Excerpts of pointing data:
--- Start ---

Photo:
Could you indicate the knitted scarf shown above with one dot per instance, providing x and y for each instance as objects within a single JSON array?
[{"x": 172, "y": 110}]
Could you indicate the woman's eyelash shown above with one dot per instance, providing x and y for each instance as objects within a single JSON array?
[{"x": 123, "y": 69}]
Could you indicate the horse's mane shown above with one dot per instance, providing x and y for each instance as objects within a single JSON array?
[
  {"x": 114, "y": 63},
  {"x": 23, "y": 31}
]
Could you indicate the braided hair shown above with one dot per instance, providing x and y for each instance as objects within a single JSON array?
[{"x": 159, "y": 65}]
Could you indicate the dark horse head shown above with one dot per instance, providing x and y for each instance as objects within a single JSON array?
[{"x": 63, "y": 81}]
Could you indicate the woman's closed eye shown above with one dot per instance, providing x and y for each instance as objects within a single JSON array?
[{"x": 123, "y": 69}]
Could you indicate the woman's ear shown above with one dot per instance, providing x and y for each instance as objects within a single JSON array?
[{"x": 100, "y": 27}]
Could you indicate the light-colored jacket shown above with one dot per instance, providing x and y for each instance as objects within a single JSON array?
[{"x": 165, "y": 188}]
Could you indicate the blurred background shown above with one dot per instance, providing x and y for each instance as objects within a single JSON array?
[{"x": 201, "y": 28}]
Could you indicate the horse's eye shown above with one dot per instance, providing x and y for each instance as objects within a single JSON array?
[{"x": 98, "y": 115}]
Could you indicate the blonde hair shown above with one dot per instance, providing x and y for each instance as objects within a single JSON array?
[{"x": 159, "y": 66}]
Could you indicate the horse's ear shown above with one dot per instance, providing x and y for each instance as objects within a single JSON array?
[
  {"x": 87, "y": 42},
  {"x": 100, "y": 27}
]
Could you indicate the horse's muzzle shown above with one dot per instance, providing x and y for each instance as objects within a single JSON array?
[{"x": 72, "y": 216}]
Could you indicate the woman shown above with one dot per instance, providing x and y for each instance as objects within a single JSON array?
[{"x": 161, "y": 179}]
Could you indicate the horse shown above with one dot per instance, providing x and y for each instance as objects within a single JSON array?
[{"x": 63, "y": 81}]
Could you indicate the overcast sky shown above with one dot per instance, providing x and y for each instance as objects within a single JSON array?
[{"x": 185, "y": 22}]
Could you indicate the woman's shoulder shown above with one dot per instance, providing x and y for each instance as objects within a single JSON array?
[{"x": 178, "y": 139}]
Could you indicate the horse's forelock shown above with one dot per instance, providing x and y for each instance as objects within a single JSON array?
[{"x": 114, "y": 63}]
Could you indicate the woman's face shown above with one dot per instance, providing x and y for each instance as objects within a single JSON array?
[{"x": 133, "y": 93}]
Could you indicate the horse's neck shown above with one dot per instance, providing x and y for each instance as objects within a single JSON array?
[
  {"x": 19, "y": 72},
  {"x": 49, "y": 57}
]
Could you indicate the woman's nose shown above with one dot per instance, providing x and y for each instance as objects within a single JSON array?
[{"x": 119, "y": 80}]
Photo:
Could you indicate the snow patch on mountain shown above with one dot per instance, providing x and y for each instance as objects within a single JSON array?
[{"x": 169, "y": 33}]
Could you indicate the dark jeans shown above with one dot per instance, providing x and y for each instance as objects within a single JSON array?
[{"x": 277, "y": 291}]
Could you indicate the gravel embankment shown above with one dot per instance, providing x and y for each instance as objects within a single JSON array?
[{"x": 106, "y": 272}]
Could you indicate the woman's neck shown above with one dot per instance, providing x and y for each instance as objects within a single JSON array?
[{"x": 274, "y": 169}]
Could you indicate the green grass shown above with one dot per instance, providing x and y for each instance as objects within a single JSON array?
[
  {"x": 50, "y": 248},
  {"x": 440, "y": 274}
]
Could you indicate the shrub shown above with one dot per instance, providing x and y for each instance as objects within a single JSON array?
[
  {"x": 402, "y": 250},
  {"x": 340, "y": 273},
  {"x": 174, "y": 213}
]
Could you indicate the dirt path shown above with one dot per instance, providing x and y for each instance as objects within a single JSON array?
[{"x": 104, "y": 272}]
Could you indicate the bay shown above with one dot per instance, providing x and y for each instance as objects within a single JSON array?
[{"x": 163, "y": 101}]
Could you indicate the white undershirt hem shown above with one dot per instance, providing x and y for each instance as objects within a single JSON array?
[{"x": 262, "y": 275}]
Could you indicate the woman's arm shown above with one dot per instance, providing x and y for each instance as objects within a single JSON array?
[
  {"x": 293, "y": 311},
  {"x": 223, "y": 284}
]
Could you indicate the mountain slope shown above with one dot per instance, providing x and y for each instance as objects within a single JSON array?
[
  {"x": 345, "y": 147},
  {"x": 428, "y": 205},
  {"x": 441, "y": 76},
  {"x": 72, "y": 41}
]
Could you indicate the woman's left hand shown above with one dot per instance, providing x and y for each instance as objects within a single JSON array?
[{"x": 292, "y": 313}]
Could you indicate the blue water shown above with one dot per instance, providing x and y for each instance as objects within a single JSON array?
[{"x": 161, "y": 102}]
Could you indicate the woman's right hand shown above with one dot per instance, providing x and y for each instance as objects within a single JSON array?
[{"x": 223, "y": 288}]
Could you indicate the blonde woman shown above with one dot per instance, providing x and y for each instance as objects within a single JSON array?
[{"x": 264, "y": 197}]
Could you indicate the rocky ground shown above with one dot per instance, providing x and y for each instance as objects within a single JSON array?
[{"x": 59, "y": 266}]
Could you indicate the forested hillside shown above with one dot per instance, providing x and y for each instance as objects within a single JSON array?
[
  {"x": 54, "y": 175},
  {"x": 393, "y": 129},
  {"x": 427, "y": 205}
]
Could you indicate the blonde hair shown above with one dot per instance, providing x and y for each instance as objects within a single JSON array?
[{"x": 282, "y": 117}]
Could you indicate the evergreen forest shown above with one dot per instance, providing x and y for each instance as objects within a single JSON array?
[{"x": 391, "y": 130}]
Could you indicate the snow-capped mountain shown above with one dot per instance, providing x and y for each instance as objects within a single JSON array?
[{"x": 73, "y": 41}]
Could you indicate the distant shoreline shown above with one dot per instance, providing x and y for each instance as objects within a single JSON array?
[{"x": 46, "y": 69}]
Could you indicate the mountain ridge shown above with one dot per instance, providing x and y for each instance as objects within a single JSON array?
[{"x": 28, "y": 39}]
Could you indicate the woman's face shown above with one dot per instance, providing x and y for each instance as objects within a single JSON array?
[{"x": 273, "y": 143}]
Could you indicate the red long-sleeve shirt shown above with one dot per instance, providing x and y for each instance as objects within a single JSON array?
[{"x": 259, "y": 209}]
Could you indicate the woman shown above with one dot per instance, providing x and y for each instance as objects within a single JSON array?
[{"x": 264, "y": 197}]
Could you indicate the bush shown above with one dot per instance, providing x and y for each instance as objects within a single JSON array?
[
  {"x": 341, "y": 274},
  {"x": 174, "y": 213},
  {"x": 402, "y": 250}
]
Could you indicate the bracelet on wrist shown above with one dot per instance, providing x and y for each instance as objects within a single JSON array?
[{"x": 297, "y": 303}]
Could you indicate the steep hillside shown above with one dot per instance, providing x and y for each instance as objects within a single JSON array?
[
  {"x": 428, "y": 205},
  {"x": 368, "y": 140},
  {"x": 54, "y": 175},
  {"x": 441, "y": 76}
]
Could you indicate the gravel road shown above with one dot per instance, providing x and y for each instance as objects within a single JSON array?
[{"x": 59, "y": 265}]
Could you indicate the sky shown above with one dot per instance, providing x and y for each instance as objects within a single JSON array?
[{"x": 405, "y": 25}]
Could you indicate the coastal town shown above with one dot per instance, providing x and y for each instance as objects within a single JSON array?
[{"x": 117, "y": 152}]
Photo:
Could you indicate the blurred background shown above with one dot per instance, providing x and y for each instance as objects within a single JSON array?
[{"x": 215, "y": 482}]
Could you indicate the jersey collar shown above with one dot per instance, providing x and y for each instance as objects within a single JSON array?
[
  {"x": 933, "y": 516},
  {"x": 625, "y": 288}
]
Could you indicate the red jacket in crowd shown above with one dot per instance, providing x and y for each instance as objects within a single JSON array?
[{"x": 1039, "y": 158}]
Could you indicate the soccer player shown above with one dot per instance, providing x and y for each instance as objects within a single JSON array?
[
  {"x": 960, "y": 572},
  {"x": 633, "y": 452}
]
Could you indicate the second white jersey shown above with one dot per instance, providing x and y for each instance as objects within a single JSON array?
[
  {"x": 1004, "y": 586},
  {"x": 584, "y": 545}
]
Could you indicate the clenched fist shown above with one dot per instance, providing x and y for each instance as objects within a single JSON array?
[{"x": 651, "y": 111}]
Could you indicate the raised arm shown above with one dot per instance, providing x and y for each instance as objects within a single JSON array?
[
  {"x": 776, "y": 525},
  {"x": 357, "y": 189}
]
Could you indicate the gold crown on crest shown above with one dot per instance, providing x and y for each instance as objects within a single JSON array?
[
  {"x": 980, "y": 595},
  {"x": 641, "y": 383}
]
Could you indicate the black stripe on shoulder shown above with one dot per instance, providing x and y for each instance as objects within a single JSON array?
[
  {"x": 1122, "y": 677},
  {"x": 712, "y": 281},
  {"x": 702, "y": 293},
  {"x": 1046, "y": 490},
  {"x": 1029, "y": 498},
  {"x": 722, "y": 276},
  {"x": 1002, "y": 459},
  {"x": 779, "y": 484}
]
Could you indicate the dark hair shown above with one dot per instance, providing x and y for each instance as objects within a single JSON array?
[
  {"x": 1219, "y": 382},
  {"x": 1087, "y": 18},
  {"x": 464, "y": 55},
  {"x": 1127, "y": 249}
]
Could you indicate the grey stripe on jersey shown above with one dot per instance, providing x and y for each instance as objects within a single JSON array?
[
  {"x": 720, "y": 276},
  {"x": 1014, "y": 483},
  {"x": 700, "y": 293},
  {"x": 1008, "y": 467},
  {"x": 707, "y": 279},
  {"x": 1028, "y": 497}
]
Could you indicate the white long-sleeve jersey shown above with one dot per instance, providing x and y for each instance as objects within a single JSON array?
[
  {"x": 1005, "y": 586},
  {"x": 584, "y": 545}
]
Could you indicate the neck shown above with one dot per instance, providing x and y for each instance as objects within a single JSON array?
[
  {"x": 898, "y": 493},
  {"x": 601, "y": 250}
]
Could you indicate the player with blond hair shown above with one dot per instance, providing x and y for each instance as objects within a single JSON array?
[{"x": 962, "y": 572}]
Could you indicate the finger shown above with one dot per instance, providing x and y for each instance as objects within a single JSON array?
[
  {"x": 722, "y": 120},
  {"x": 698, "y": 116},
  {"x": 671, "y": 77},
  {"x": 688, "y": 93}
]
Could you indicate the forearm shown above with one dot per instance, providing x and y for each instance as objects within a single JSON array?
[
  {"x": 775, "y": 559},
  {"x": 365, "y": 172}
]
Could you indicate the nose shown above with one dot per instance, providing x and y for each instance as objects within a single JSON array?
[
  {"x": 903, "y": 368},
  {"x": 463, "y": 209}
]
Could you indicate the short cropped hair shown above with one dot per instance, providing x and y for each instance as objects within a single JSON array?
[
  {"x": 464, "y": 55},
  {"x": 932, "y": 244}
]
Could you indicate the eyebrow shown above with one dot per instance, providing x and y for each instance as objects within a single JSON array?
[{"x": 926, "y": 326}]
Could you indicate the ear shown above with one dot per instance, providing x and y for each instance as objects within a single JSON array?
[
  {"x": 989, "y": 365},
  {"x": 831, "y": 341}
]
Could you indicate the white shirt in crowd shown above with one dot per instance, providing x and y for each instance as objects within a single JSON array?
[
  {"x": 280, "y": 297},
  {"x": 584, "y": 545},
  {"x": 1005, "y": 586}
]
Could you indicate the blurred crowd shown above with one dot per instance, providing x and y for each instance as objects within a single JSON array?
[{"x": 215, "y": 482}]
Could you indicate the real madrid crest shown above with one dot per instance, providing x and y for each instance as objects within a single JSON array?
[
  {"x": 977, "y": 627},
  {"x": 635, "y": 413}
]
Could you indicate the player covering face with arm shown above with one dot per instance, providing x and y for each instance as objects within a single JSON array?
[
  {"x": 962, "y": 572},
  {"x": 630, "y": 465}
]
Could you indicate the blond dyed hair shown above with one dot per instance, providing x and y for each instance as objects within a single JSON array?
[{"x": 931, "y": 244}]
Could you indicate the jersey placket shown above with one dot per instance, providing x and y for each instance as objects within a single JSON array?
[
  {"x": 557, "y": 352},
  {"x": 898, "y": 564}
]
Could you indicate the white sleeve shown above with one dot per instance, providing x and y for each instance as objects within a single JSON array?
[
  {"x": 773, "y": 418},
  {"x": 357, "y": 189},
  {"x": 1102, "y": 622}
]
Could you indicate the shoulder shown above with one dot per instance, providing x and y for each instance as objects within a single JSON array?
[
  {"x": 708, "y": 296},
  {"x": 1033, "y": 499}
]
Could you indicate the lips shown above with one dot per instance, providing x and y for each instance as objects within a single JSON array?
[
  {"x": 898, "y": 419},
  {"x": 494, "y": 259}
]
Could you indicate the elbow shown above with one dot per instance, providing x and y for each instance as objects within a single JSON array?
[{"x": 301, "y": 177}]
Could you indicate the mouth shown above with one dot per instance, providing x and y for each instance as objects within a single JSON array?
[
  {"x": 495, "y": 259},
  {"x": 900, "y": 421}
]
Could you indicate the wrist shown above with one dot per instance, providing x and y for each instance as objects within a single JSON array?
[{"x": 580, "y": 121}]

--- End ---

• Exercise goal: Repeat, character for character, the lines from the one that holds "Could you indicate the jersey placket" to the final line of the material, inclusive, and no other lines.

• Reply:
Could you indicate the jersey placket shown above with one dot per instance, providing x and y for each instance as objects within a single JSON array?
[
  {"x": 557, "y": 352},
  {"x": 898, "y": 564}
]
Could you indicate the white sleeve shown above with one dot per instance, providing x and y for each instance as objects within a single JSON array?
[
  {"x": 773, "y": 418},
  {"x": 357, "y": 189},
  {"x": 1102, "y": 622}
]
Could you indicate the shoulder shown above with one dot per instance, providing x and y for each instance as objects within a single JSON array?
[
  {"x": 708, "y": 296},
  {"x": 1033, "y": 499}
]
Could you indicate the lips shown above with one dot per instance, providing x and y for each instance as objects within a single JSON array?
[
  {"x": 898, "y": 419},
  {"x": 494, "y": 259}
]
Could you indicate the elbow shown above with one dot per instance, providing x and y for each instance as objects within a single JSON array?
[{"x": 301, "y": 177}]
Could you indicate the mouth shown above with one dot per instance, providing x and y for each instance as objects within a single JSON array?
[
  {"x": 495, "y": 259},
  {"x": 900, "y": 421}
]
Could you indicate the wrist shown above with one dot per instance, providing x and y for each instance as objects within a single JSON array?
[{"x": 580, "y": 121}]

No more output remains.